What this task involves =>
Give the lines again exactly as they appear, beginning at the one with "indicate the gray" and ending at the last line of the records.

[Referring expression data]
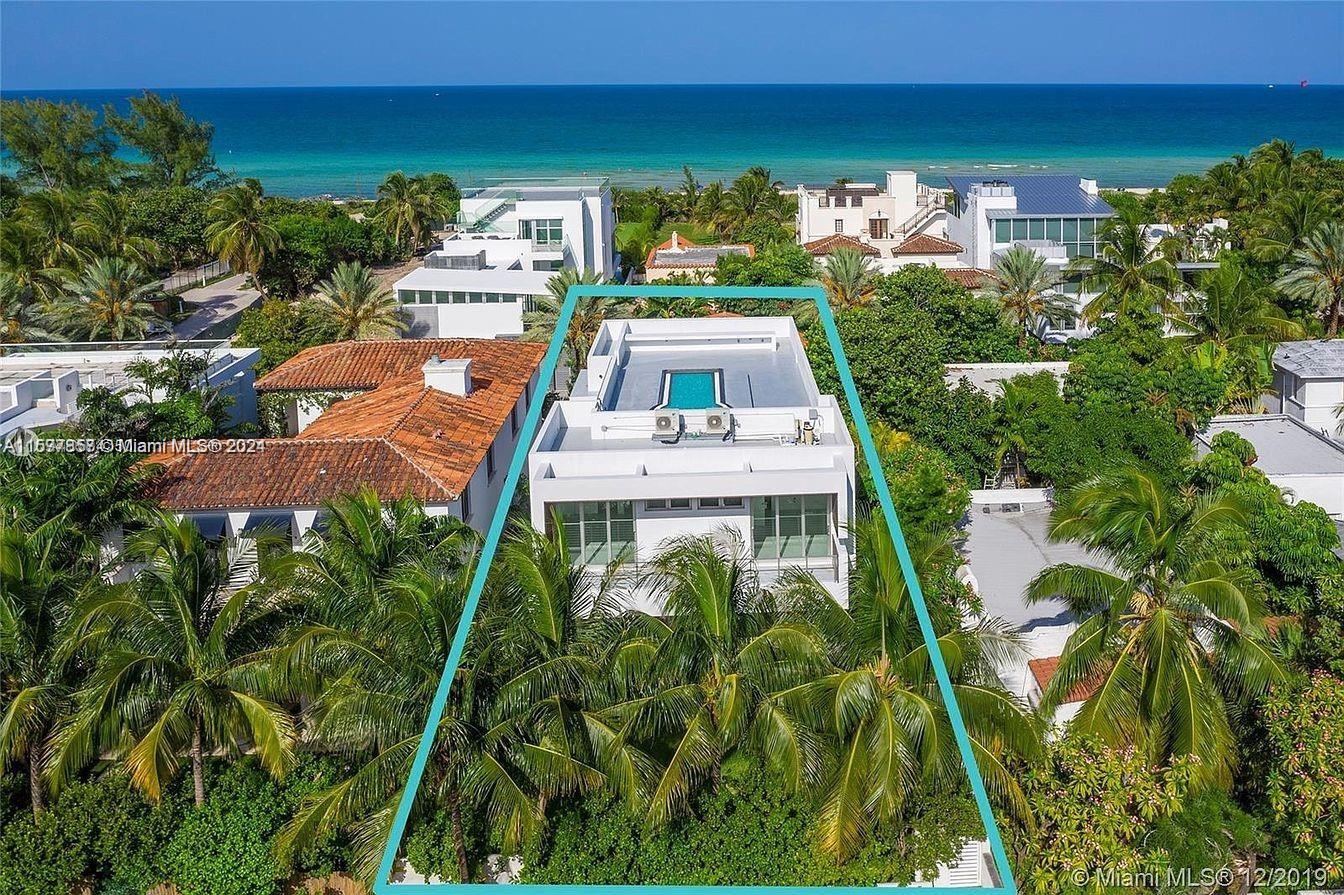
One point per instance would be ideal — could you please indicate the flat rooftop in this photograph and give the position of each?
(751, 375)
(1284, 446)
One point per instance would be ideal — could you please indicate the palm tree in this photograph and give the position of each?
(848, 278)
(1128, 273)
(1231, 313)
(540, 323)
(23, 257)
(386, 590)
(406, 210)
(51, 215)
(879, 706)
(238, 231)
(1173, 638)
(1024, 286)
(20, 317)
(180, 665)
(715, 676)
(1315, 273)
(104, 229)
(38, 589)
(359, 305)
(110, 301)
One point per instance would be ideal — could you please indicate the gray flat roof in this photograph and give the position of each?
(751, 376)
(1284, 446)
(1040, 194)
(1312, 359)
(1005, 550)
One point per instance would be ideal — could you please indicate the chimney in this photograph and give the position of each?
(452, 376)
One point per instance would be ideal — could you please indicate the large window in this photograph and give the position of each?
(596, 532)
(543, 231)
(790, 527)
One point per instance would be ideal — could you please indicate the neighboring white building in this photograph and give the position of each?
(871, 215)
(434, 419)
(1309, 383)
(688, 426)
(1297, 458)
(39, 385)
(1055, 215)
(510, 239)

Expected answer =>
One point per instance would be ideal — could you please indicate the gray flat roof in this photograph and give the position of each?
(751, 376)
(1284, 446)
(1040, 194)
(1312, 359)
(1005, 550)
One point per instance would be ideal — could you please indicate the chimney in this photograph and give the position of each?
(452, 376)
One point per instance would be ideal — could you please indicate the large window in this photograph and give the position of each?
(596, 532)
(543, 231)
(790, 527)
One point per instance would be ideal — could you please indicate the neighboring white building in this photograph and give the position of each?
(871, 215)
(434, 419)
(1309, 383)
(688, 426)
(1297, 458)
(39, 385)
(1055, 215)
(510, 239)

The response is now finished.